• [課題文]:
━━━━━━━━

下町の製薬会社が独自の技術で「毛生え薬」の開発に挑む「下町ハゲット」。ハゲに情熱をかける男のロマンを描いた池井戸潤氏の代表作です。
今回ご紹介するのは、もし実現すれば「ノーベル賞受賞間違いなし!」と言われる偉業に挑む男の物語なのです。
大阪・港区のカットサロン「cut in アルフ」
主人公は、港区のカットサロン「cut in アルフ」の店主・吉岡桂(よしおか・かつら)さん、56歳。
港区と聞けば、住民たちが「児童養護施設建設反対!」を訴えたセレブ〜なイメージがありますが、ここ大阪の港区はそれはそれは、ベタの下町です。サロンの中に託児所だってある、とっても人情味あふれるカットサロンなのです。
差し出された名刺を見て、思わず頭頂部を見てしまう小ネタ隊です。
そうなんです。今回のテーマは「毛生え薬」なのです。
何でも、口コミで評判の秘薬があるという情報が寄せられた
金子隊員から寄せられた情報によると、
で、スタッフの女子がAKBのオーディションを受けたとか……
AKBオーディションの噂を完全否定するのは、「育毛剤」開発のきっかけとなった女性スタッフの田畑裕子さん。1歳男児のママさんです。

━━━━━━━━

• [取り組む課題]:
a) 毛生え薬の記事に名前が出てくる人物を、記事の書き方どおりにすべて挙げてください。
b) 毛生え薬の記事を、最後の文のあとから続けて書いてください。

━━━━━━━━

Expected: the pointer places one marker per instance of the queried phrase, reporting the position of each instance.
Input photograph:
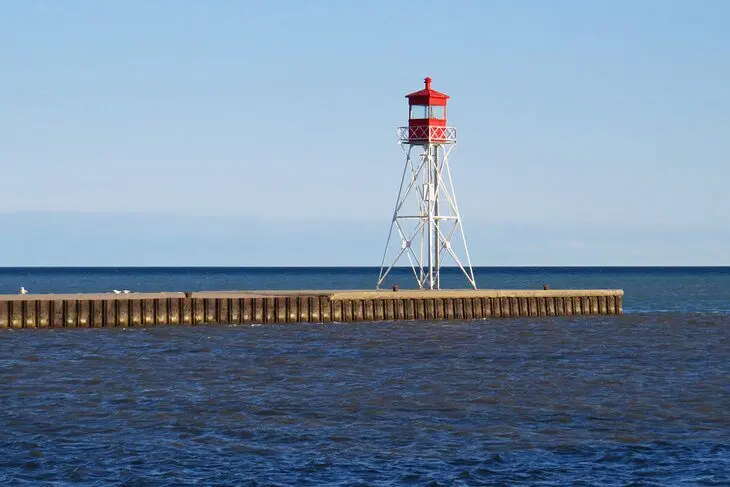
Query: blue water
(648, 289)
(638, 399)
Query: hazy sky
(263, 133)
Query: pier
(279, 307)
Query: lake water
(638, 399)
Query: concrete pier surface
(301, 306)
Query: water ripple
(631, 400)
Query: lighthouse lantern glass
(438, 112)
(419, 112)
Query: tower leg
(426, 210)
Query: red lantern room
(427, 117)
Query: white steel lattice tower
(426, 226)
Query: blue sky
(263, 133)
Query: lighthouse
(426, 229)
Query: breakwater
(197, 308)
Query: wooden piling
(149, 309)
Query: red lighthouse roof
(427, 96)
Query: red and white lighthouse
(426, 215)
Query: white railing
(443, 135)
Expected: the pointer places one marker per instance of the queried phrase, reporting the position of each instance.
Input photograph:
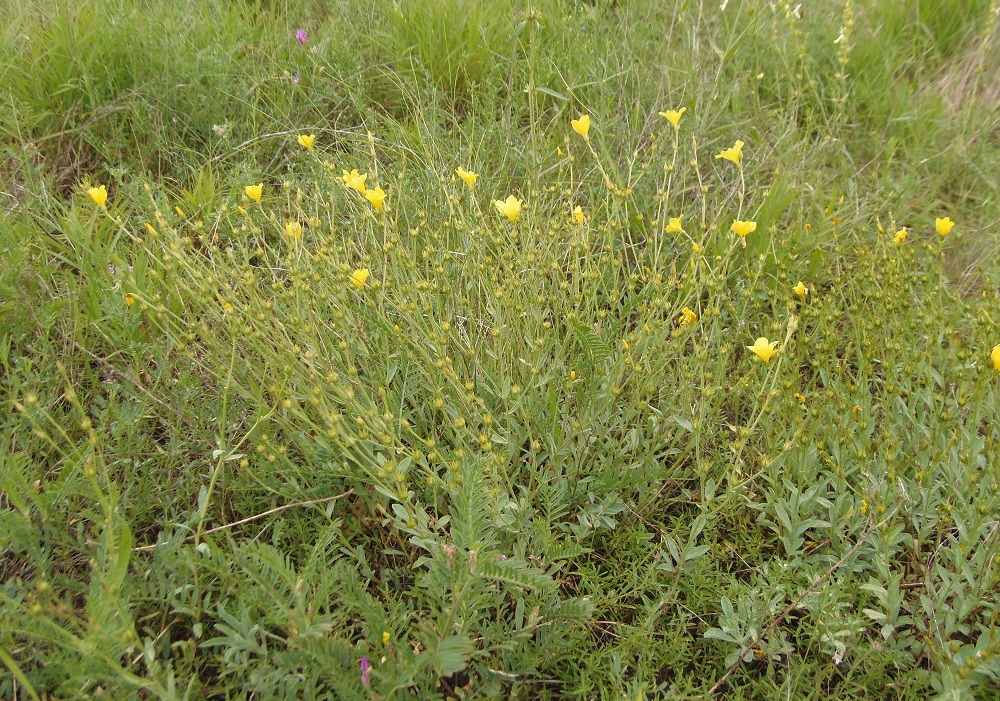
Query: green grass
(501, 467)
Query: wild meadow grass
(532, 350)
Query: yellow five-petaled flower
(944, 226)
(99, 195)
(674, 116)
(376, 197)
(734, 154)
(360, 277)
(510, 208)
(742, 228)
(355, 180)
(764, 349)
(468, 176)
(254, 192)
(582, 125)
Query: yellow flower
(743, 228)
(254, 191)
(355, 181)
(734, 154)
(944, 226)
(674, 116)
(763, 349)
(510, 208)
(376, 197)
(99, 195)
(468, 176)
(360, 277)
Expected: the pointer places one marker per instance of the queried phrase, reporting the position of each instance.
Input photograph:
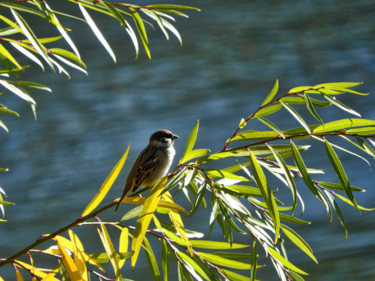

━━━━━━━━

• [解答一覧]:
a) 池井戸潤、吉岡桂、金子隊員、田畑裕子

b)
田畑さんが受けたのは、大人AKBのオーディション。大人AKBとは江崎グリコが『パピコ』の2014年春のキャンペーンとして「期間限定で活動する30歳以上のAKB48メンバー」を公募した企画です。田畑さんは「歌って踊れる美容師」として出場し、堂々の4位だったそう。
風になびくキレイな髪質にしてあげたい
当時、お客さんとしてアルフに出入りしていた田畑さんは、超のつくほど難儀な髪質の持ち主でした。
どんな架橋剤や処理剤を使っても彼女の髪質を改善することはできません。
「彼女の髪を、風になびく髪にしてあげたい」
美容師歴30年以上のキャリアを持つ吉岡さんの想いから生まれたのが、オールインワン補修剤「綺修たばたdoux(ドゥ)」です。
どんな美容師にも治せなかった1万人に一人と言われる髪質から、吉岡さんの手によりキレイな髪を手に入れた田畑さんは、同じ悩みを持つ女性たちの役に立ちたいと、当時務めていた大手菓子メーカーを退社。
美容師免許を取得し、吉岡さんのもとで働くことを決意しました。
一見、何の変哲もない町のカットサロンのようですが、実は「cut in アルフ」は髪質に悩む女性たちに人気の店だったのです。
薄毛に悩む人たちの役に立ちたい
育毛剤といえば、製薬企業をはじめ大手の医療・美容企業が大資金を投じて開発に取り組む分野です。そこは「利益第一主義」、常にお金儲けがつきまといます。
しかし吉岡さんは違いました。
「綺修たばたdoux(ドゥ)」と同様に、まず「薄毛で悩む人の役に立ちたい」という想いがあります。吉岡さんの手がける商品開発のベースには、必ず「人に対する想い」があるのです。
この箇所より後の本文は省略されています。